→ **Exercise material**:
⁂
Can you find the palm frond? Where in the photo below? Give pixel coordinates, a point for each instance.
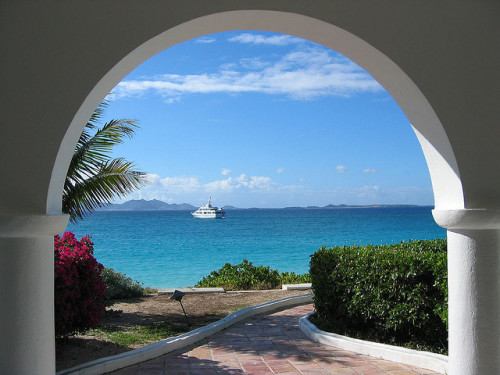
(114, 178)
(93, 179)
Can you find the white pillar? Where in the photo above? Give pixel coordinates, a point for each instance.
(473, 290)
(27, 344)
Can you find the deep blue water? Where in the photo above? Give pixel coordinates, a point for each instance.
(170, 249)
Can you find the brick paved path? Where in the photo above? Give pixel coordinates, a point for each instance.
(267, 344)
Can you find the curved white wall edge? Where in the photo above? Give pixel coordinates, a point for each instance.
(159, 348)
(426, 360)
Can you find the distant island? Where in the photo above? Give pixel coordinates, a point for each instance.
(144, 205)
(157, 205)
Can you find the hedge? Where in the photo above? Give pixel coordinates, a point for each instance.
(393, 293)
(245, 276)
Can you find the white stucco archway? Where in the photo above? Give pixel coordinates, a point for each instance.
(440, 64)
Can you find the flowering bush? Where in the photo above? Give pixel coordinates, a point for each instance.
(79, 288)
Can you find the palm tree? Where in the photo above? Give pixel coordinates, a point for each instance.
(93, 177)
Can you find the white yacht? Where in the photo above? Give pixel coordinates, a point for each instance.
(209, 212)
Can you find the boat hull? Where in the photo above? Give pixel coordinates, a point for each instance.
(208, 215)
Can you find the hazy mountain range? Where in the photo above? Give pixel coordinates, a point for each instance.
(157, 205)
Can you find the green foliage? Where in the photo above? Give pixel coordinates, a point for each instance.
(138, 335)
(119, 286)
(246, 276)
(94, 178)
(394, 293)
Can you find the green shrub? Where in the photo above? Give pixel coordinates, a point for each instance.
(119, 286)
(246, 276)
(394, 293)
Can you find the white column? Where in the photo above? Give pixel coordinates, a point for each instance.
(473, 290)
(27, 344)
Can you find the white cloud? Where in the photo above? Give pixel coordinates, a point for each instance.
(206, 40)
(152, 179)
(275, 40)
(302, 75)
(242, 182)
(180, 183)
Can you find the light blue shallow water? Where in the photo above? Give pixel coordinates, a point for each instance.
(171, 249)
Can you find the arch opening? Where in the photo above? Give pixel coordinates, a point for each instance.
(430, 133)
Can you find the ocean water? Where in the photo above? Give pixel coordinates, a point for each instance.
(171, 249)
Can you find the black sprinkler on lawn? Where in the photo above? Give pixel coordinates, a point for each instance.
(177, 296)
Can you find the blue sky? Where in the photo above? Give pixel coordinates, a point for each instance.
(257, 119)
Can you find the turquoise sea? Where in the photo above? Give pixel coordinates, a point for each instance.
(171, 249)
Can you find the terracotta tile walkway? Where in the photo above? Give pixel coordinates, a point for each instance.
(267, 344)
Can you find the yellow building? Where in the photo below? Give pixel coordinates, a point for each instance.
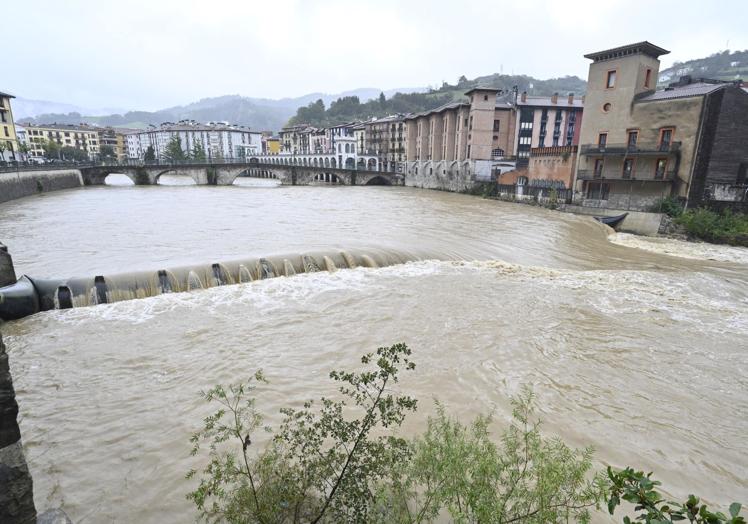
(8, 139)
(84, 138)
(115, 138)
(271, 145)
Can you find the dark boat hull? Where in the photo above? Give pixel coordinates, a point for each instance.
(613, 221)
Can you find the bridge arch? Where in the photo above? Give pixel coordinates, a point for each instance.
(378, 180)
(183, 176)
(118, 179)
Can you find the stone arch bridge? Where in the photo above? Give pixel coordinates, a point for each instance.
(224, 173)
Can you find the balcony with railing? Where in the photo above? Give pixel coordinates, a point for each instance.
(631, 150)
(667, 175)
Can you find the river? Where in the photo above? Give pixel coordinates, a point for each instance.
(641, 354)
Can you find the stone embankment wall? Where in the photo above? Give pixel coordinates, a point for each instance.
(16, 490)
(27, 183)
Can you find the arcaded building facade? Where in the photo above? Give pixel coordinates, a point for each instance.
(459, 141)
(639, 145)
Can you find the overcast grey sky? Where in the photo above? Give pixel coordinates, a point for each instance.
(150, 54)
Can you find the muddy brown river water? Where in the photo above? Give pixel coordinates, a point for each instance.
(636, 352)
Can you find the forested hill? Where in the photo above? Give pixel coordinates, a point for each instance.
(350, 108)
(720, 66)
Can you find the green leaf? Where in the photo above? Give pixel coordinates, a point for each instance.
(612, 503)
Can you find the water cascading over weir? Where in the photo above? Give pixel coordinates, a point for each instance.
(26, 296)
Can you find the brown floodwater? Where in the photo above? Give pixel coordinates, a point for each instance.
(641, 354)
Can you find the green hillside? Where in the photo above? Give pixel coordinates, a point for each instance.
(350, 108)
(720, 66)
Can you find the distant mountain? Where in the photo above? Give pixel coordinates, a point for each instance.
(256, 113)
(720, 66)
(25, 108)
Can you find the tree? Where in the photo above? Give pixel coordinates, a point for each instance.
(174, 152)
(638, 488)
(322, 465)
(150, 154)
(198, 152)
(107, 152)
(51, 149)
⁂
→ **Problem to solve**: Only the lines from the one containing "Can you find the tree?" through the end of the material should be reproduced, exactly, with both ends included.

→ **Solution to this problem**:
Can you find the tree? Where in the photo above? Give pixel coordinates, a point for each instance.
(174, 152)
(638, 488)
(322, 465)
(150, 154)
(198, 152)
(107, 152)
(51, 149)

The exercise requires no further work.